• [Explore the material]
1 – Copy the passage from the Dr. Korf profile word for word, starting with "MAR 22, 2016" and going on through "of Human Genetics.".
2 – Answer these questions using the Dr. Korf profile:
(a) What date and time appear at the top of the page?
(b) Which journal does Dr. Korf serve as editor-in-chief?
(c) The natural history, genetics, and treatment of which disorder are among his major research interests?
3 – Continue the Dr. Korf profile from where it stops.

• [Reading text]
= Beginning of Section =
MAR 22, 2016 7:00 AM PDT

From History to Action

C.E. Credits: CE CEU
  • Professor and Chair, Department of Genetics, Director, Heflin Center for Genomic Sciences, UAB
      Dr. Korf is the Chief Genomics Officer, UAB Medicine, Wayne H. and Sara Crews Finley Endowed Chair in Medical Genetics, Professor of Genetics, Co-Director of the UAB-HudsonAlpha Center for Genomic Medicine, Associate Director for Rare Diseases, Hugh Kaul Personalized Medicine Institute and editor-in-chief of the American Journal of Human Genetics.
      He is a medical geneticist, pediatrician, and child neurologist, certified by the American Board of Medical Genetics and Genomics (clinical genetics, clinical cytogenetics, and clinical molecular genetics), American Board of Pediatrics, and American Board of Psychiatry and Neurology (child neurology). Dr. Korf is past president of the Association of Professors of Human and Medical Genetics, past president of the American College of Medical Genetics and Genomics, and current president of the ACMG Foundation for Genetic and Genomic Medicine. He has served on the Board of Scientific Counselors of the National Cancer Institute and the National Human Genome Research Institute at the NIH. His major research interests are molecular diagnosis of genetic disorders and the natural history, genetics, and treatment of neurofibromatosis. He serves as principal investigator of the Department of Defense funded Neurofibromatosis Clinical Trials Consortium, the Alabama Genomic Health Initiative, and the Southern All of Us Network. He is co-author of Human Genetics and Genomics (medical student textbook, now in fourth edition), Medical Genetics at a Glance (medical student textbook (now in third edition), Emery and Rimoin's Principles and Practice of Medical Genetics (now in 6th edition), and Current Protocols in Human Genetics.
= End of Section =
• [Point-per-instance localization data]
= Beginning of Section =
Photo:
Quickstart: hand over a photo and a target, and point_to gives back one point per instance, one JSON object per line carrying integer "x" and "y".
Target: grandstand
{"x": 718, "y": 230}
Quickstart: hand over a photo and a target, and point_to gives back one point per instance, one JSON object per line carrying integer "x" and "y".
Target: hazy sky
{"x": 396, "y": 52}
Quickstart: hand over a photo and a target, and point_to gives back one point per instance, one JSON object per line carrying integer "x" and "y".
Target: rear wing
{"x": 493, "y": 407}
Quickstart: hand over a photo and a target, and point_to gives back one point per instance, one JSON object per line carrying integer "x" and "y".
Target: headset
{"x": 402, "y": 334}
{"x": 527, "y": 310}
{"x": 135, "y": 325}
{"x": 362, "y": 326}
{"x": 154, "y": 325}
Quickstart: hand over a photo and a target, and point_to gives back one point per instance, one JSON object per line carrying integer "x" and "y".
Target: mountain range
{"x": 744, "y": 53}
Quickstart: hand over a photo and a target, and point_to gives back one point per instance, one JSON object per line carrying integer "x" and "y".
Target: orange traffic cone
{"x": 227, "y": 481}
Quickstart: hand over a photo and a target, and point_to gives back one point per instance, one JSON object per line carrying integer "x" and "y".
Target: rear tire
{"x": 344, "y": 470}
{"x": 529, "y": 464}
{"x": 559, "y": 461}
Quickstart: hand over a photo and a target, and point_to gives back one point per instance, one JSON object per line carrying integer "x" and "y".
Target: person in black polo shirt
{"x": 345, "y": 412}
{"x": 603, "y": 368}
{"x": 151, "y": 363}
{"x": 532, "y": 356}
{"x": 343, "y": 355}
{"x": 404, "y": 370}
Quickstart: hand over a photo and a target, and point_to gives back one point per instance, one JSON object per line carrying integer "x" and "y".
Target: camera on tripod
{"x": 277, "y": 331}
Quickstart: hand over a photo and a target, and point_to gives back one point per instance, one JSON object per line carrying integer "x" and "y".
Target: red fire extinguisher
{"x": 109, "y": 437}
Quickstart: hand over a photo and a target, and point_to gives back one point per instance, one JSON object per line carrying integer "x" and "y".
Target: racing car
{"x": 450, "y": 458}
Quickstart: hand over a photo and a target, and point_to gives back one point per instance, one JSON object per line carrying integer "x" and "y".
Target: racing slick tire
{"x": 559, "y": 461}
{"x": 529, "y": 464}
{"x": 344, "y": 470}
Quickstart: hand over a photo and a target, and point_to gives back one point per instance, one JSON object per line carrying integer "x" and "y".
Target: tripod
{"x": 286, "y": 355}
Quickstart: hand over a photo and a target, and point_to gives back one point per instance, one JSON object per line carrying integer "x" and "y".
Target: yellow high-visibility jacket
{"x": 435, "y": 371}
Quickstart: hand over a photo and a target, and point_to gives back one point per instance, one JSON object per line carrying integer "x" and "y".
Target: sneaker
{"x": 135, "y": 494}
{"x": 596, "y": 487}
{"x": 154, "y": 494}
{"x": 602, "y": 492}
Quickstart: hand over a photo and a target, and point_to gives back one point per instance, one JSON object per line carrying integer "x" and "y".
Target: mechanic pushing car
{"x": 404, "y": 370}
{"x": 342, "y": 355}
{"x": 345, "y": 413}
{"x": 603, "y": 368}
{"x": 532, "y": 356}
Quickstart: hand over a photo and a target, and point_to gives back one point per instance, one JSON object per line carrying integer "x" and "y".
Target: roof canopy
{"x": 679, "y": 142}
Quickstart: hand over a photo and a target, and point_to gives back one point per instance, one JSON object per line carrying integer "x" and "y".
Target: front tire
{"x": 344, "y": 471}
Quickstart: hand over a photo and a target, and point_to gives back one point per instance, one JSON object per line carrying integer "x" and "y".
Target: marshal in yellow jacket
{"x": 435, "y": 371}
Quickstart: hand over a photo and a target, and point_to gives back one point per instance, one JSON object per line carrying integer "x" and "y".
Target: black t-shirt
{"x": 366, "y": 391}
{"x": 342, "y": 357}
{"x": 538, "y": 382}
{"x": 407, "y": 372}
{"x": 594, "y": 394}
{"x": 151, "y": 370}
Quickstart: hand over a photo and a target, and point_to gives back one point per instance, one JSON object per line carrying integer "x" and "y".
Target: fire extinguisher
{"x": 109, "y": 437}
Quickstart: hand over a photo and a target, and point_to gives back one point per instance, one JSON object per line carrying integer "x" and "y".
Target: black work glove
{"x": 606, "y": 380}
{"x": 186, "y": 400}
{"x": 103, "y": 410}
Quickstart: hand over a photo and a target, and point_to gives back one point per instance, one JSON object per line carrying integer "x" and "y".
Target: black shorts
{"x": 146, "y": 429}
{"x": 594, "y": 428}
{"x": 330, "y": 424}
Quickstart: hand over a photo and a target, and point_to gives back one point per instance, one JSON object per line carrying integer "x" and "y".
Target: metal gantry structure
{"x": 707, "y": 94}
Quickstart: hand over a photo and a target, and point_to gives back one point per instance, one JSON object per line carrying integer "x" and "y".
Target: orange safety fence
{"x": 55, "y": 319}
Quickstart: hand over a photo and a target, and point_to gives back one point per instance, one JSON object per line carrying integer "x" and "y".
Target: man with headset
= End of Section =
• [Answers to the exercises]
1 –
MAR 22, 2016 7:00 AM PDT

From History to Action

C.E. Credits: CE CEU
  • Professor and Chair, Department of Genetics, Director, Heflin Center for Genomic Sciences, UAB
      Dr. Korf is the Chief Genomics Officer, UAB Medicine, Wayne H. and Sara Crews Finley Endowed Chair in Medical Genetics, Professor of Genetics, Co-Director of the UAB-HudsonAlpha Center for Genomic Medicine, Associate Director for Rare Diseases, Hugh Kaul Personalized Medicine Institute and editor-in-chief of the American Journal of Human Genetics.

2 –
(a) MAR 22, 2016 7:00 AM PDT
(b) The American Journal of Human Genetics
(c) Neurofibromatosis

3 –
    Family history can be viewed as the first stop in the assessment of genetic risks for any individual. For many genetic disorders there will be no obvious signs of symptoms until significant medical problems surface, so family history may be the only way to identify individuals at risk. This in turn can lead to a program of surveillance and management to mitigate the effects of the condition. Although the gold standard is a three-generation pedigree, many patients will not have all of the relevant information at their fingertips at the time of a clinic visit, and eliciting a full pedigree can be time-consuming; nevertheless, a set of pointed questions can identify risk for some of the more common conditions for which genetic testing is available. These include disorders that lead to an increased risk of cancer, sudden death due to cardiac dysfunction, hyperlipidemia, adverse drug reactions, and others. Recognition of the major patterns of genetic transmission, i.e., dominant and recessive, autosomal and sex-linked can reveal individuals and family members at risk who may benefit from genetic testing. Genetic testing itself is a process, beginning with recognizing the most appropriate test, explaining the risks, benefits, and limitations of testing to the patient, selecting an appropriate laboratory, and organizing testing with the laboratory. In some cases, this may be done by a non-genetic specialist, whereas in others the complexity of ordering and interpreting tests warrants involvement of a genetics specialist. In either case, the clinician needs to be prepared to help interpret the results in light of the family history and clinical presentation and to support the patient in future management and decision-making. Genetic test results may also have implications for other family members, which also need to be factored into pre- and post-test counseling.